* [YOUR TASKS]
• A. Rewrite the passage of the text on Indian healthcare from "The only flip" up to and including "wishes to hear.", substituting "debates" for "controversies".
• B. In the text on Indian healthcare, what is named as a classic example of opposing schools of thought about benefits and risks?

* [EXERCISE TEXT]
——————————
Indian healthcare

We are currently at a strange and interesting stage in Indian healthcare. We are juxtaposed between an era when the doctor was God and one in which the doctor is a self-serving schemer and someone to be regarded with suspicion, as any other profit-making service provider. Further, as the

internet inexorably spreads its wireless tentacles through our nation, a generation grows up to learn about medicine from sites like Google and Wikipedia, and to seek answers to questions about their health from sites like Medscape and WebMD and even from Whatsapp groups, on which any/everyone who has a login is ultimately an authority. Gone are the days where Medical textbooks and journals were the primary and sole source of medical learning, when trusty tomes like Grays and Robbins and Harrison and the Index Medicus reigned supreme. There is much that is good about the new world order. First, medicine is becoming truly personalized, and fundamental to this is empowerment and education of the patient. Second with the internet becoming the repository of all intelligence and information about everything, it stands to reason that health-related information should also reside in and on it. Third, as physicians become increasingly overworked, it is to everyone’s benefit that patients independently obtain and have some basic information on their health issues so that they may take more enlightened and informed decisions about their care, and can be more conscientious in their followup than otherwise.

The only flip side as I see it is that medicine is not perfect, not all is black and white, and for every point there is a counterpoint, so there is potential for confusion to reign and for misinformation to spread. Mammography is a classic example of this with equally eminent and diametrically opposing schools of thought regarding its benefits and its risks. Other controversies abound such as the role of salt in hypertension, cholesterol in heart disease, and so the list goes on. A logical approach to decision-making in such situations would therefore be some degree of internet research and self learning, tempered with guidance by a physician specialized in the field. This has the benefit of ensuring that the person for whom getting the correct information could mean the difference between life and death does not simply hear what he/she wishes to hear.
——————————
* [DATA EXTRACTS]
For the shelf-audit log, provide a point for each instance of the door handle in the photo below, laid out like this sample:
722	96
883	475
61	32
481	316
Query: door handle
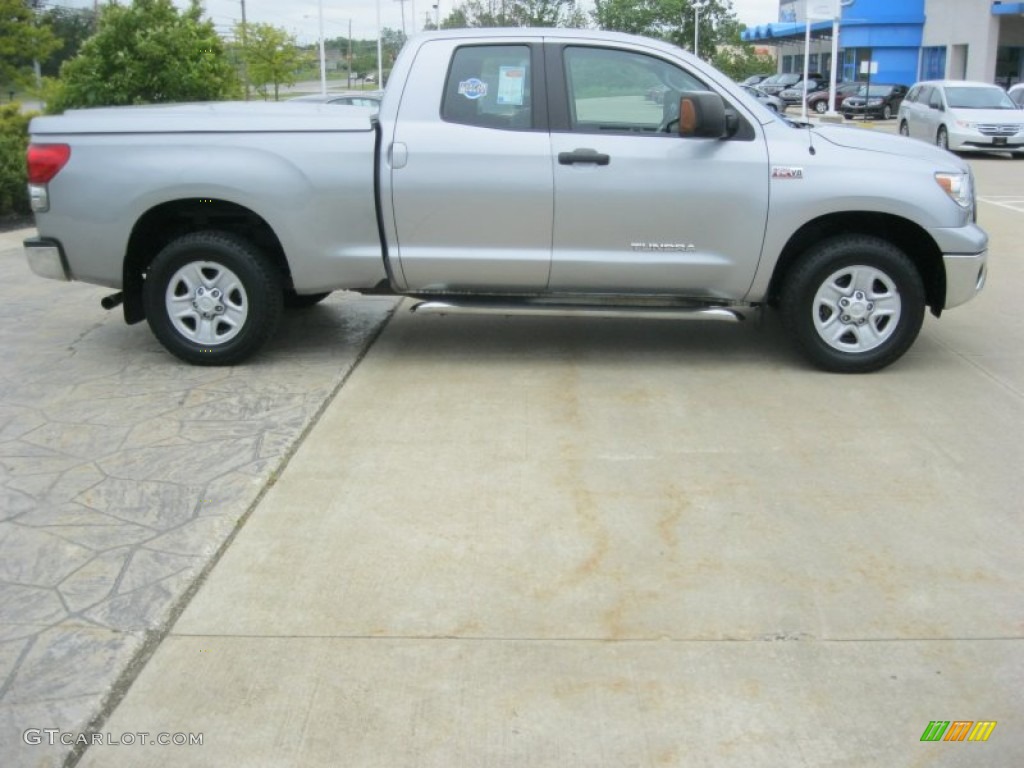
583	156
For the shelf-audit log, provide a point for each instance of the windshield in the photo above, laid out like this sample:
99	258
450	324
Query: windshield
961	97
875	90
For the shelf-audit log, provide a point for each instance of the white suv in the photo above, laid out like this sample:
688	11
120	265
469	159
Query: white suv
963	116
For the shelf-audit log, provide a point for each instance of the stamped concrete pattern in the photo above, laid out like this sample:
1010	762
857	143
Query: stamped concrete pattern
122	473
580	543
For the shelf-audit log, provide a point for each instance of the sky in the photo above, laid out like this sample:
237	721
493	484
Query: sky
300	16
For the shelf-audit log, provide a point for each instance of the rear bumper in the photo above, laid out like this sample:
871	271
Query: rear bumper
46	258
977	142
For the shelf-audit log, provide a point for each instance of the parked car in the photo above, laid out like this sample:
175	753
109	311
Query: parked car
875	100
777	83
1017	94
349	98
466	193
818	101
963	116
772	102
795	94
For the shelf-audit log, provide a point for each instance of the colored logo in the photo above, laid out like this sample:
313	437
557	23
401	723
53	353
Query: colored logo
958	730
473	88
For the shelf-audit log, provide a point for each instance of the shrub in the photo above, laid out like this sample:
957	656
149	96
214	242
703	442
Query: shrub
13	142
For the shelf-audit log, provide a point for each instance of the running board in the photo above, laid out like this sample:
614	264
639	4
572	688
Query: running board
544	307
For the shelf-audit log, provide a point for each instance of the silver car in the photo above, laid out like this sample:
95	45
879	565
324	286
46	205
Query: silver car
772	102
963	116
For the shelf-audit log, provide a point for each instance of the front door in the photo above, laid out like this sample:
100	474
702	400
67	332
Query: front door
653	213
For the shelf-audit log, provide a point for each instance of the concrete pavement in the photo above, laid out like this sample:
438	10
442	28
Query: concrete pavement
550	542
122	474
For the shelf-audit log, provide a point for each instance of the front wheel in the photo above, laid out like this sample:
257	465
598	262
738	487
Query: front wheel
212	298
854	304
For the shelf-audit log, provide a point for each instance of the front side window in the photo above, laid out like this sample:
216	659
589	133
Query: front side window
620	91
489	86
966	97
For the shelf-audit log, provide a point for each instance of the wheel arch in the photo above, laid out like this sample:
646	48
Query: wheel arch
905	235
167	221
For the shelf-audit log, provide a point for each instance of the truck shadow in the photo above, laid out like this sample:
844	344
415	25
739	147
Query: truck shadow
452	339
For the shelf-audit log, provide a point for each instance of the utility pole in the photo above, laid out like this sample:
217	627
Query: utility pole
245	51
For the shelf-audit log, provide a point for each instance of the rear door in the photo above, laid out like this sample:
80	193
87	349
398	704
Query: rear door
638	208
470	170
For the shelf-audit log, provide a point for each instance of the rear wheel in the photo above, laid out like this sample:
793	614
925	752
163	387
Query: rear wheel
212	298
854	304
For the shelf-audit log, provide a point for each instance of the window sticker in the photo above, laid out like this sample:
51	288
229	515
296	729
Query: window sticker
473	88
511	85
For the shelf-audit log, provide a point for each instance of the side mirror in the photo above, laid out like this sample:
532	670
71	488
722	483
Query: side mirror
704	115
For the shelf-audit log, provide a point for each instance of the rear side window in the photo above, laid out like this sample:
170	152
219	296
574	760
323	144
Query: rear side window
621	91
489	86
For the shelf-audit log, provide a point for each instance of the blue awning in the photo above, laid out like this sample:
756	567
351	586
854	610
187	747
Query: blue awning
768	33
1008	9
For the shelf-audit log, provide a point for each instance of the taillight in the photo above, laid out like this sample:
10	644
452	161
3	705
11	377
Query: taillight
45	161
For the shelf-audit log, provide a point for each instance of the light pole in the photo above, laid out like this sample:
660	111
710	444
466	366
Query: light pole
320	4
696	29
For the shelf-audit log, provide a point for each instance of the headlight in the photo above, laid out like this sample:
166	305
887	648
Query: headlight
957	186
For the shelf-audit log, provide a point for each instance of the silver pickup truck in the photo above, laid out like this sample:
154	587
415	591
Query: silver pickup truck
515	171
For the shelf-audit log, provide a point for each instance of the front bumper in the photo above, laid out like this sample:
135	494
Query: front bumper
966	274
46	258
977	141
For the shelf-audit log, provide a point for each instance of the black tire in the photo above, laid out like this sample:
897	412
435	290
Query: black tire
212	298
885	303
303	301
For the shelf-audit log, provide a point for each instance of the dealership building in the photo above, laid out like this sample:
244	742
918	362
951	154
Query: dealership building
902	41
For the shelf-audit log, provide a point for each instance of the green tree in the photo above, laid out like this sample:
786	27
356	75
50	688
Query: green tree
——————————
* [SOLUTION LIST]
• A.
The only flip side as I see it is that medicine is not perfect, not all is black and white, and for every point there is a counterpoint, so there is potential for confusion to reign and for misinformation to spread. Mammography is a classic example of this with equally eminent and diametrically opposing schools of thought regarding its benefits and its risks. Other debates abound such as the role of salt in hypertension, cholesterol in heart disease, and so the list goes on. A logical approach to decision-making in such situations would therefore be some degree of internet research and self learning, tempered with guidance by a physician specialized in the field. This has the benefit of ensuring that the person for whom getting the correct information could mean the difference between life and death does not simply hear what he/she wishes to hear.

• B. Mammography.